**DATA RECORDS:**
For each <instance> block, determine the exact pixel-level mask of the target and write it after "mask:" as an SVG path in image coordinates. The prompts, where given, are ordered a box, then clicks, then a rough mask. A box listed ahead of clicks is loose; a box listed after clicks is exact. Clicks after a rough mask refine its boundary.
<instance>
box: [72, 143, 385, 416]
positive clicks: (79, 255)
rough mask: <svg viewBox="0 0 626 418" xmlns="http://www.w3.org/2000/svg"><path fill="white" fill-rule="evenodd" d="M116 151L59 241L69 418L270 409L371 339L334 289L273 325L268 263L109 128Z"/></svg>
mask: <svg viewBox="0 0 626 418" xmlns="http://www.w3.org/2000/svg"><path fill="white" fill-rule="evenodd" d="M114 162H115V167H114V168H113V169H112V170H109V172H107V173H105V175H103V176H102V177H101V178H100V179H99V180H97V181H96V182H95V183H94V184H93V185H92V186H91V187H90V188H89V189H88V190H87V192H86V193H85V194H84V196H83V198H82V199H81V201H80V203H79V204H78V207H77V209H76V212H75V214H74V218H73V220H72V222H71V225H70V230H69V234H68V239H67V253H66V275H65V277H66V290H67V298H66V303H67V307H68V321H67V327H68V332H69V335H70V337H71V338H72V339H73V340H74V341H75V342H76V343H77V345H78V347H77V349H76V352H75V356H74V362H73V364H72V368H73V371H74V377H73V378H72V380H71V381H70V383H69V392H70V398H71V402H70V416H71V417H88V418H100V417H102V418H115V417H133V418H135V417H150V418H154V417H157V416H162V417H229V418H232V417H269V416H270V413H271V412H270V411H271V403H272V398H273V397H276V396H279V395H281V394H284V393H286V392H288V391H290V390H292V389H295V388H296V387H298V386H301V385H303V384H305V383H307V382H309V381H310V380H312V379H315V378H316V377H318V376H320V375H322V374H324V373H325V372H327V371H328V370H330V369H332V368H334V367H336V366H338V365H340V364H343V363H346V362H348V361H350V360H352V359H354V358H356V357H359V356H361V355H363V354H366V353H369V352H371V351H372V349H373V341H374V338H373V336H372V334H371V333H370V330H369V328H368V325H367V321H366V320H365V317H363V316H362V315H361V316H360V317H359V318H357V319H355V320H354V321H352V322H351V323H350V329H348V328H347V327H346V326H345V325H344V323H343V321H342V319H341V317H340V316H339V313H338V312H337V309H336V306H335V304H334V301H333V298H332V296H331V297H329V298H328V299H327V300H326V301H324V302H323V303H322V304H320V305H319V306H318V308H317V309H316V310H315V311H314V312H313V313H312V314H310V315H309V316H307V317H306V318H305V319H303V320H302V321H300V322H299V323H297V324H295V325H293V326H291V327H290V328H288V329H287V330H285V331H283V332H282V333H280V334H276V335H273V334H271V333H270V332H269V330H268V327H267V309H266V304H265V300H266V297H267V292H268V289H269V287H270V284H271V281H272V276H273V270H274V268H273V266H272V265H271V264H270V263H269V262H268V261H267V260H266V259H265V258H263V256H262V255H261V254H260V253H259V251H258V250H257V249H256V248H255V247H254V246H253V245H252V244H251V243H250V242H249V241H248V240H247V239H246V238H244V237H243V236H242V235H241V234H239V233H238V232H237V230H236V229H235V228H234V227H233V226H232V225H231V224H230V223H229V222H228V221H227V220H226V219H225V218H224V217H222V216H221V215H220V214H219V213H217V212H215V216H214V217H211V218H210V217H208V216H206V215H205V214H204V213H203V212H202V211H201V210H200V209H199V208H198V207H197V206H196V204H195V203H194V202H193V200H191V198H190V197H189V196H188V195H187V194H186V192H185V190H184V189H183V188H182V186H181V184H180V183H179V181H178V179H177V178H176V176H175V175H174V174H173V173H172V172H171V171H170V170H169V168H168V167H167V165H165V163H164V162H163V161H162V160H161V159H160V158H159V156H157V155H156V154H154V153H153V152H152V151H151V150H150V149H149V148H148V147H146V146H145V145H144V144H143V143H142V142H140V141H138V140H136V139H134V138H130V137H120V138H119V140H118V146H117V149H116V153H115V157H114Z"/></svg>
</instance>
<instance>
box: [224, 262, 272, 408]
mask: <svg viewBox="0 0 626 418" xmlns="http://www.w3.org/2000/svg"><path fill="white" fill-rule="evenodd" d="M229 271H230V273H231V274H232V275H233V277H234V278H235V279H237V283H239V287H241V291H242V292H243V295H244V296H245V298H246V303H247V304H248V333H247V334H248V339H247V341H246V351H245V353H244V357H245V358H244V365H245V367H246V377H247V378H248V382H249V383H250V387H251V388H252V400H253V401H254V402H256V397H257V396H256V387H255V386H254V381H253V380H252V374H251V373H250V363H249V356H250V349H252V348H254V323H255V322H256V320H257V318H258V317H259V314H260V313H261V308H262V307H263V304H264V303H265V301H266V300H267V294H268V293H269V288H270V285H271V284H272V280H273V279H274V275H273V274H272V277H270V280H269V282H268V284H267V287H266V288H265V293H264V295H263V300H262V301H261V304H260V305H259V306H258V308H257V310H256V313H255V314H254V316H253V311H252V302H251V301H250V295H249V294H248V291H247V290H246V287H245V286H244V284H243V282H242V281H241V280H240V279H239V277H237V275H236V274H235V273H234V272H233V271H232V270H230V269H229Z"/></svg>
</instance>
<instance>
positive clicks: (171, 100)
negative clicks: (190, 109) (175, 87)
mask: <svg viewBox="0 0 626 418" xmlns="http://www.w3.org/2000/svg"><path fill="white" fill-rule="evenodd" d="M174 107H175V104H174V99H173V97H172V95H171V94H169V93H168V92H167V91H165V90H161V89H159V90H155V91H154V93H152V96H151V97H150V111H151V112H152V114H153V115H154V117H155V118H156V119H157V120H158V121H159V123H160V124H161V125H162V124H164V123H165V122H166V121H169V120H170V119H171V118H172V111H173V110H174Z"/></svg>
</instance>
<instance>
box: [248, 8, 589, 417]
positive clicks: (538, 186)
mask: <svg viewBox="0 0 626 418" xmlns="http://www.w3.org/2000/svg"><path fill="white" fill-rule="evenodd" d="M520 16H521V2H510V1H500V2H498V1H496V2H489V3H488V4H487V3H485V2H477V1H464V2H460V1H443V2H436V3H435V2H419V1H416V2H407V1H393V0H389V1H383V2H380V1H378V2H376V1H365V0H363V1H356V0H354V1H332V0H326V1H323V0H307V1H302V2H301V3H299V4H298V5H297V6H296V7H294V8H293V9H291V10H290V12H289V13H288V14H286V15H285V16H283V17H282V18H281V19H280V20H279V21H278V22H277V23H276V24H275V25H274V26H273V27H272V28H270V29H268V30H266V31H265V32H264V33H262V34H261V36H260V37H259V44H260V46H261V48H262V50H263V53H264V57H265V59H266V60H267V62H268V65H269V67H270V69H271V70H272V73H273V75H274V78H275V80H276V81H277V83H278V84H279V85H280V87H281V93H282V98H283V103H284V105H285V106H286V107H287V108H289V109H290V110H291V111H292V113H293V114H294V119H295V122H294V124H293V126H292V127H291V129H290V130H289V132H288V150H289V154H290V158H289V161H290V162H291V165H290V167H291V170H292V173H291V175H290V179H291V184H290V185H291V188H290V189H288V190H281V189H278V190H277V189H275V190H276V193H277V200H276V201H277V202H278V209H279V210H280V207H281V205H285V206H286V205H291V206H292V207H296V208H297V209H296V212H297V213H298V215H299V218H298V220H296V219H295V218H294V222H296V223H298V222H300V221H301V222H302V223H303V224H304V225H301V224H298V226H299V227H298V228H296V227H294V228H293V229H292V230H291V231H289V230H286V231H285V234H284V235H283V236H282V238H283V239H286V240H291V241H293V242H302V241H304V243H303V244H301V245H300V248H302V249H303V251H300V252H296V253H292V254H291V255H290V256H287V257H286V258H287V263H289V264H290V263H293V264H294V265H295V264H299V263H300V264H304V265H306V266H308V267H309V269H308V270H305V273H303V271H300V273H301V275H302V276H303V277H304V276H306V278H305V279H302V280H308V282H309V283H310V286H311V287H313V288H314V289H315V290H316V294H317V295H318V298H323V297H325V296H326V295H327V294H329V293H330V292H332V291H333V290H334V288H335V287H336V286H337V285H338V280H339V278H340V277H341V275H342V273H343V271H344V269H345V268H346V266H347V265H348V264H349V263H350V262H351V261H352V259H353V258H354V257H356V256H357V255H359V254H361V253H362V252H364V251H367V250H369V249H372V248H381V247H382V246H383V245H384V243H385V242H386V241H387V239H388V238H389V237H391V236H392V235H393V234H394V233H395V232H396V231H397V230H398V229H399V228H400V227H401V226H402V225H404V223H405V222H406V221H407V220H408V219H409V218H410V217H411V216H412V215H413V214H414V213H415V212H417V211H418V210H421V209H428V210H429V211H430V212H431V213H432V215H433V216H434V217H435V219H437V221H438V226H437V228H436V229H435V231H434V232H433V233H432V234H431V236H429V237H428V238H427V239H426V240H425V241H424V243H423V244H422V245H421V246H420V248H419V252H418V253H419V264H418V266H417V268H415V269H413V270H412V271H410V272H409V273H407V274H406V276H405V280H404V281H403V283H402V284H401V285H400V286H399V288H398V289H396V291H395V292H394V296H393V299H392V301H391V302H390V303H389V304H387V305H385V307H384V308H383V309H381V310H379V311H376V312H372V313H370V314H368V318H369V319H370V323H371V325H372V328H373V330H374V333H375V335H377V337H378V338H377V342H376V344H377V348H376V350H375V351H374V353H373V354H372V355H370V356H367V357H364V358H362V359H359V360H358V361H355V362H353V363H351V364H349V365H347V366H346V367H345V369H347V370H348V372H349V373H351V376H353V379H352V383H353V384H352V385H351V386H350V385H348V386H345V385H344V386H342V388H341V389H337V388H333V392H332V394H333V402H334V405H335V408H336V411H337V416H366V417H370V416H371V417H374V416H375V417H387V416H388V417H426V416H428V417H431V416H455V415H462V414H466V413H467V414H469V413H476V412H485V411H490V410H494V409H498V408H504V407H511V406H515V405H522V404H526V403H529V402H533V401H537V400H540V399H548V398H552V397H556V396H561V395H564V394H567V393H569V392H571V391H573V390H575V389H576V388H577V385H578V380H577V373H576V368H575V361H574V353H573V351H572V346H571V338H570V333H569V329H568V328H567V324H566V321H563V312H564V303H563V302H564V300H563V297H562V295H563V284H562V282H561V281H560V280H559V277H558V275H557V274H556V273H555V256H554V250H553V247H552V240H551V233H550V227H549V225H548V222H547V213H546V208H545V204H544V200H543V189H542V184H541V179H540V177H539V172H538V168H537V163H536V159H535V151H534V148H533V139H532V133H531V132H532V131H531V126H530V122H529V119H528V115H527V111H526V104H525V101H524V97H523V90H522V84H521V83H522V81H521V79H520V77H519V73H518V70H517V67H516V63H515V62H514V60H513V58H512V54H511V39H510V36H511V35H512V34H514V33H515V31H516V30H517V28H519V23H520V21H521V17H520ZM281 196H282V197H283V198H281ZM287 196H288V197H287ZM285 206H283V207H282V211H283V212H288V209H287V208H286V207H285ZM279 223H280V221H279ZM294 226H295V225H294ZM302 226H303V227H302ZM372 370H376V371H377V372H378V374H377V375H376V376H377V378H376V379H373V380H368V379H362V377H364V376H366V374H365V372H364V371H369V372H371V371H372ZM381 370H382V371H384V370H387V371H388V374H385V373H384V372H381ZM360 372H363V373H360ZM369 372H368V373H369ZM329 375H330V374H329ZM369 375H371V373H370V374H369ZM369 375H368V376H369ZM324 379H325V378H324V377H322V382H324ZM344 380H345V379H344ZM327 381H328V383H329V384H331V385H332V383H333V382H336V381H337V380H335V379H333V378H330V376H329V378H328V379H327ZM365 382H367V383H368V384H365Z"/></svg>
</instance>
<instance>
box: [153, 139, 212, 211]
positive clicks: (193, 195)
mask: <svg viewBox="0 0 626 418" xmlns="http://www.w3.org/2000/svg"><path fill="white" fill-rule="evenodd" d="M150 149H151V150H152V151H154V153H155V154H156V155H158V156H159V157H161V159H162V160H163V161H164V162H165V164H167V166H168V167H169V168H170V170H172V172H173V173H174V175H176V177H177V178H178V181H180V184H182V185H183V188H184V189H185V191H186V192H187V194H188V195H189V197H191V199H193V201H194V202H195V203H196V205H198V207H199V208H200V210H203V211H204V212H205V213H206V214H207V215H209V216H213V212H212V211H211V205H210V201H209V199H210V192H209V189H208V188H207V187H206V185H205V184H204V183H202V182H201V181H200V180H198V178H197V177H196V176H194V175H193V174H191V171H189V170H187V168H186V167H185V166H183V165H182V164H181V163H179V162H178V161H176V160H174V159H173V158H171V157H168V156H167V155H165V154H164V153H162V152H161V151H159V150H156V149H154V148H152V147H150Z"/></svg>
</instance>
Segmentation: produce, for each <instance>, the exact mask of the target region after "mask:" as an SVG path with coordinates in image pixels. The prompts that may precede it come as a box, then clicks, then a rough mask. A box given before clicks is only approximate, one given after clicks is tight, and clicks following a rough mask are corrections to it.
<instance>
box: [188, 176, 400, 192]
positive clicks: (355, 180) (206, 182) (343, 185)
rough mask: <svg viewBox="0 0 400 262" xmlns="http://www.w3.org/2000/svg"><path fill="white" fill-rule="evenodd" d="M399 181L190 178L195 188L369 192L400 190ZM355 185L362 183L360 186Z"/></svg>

**TASK PROMPT:** From the first line of the listing above through the line that contains "positive clicks: (79, 255)", set down each line without alteration, and nothing else.

**EXERCISE RESULT:**
For each <instance> block, determine the exact pixel-level mask of the target and write it after "mask:" as an SVG path in image coordinates. The prompts, where given, are ordered a box, then clicks, then a rough mask. A box listed ahead of clicks is loose; a box listed after clicks is exact. Clicks after a rough mask refine its boundary.
<instance>
box: [72, 143, 385, 416]
positive clicks: (79, 255)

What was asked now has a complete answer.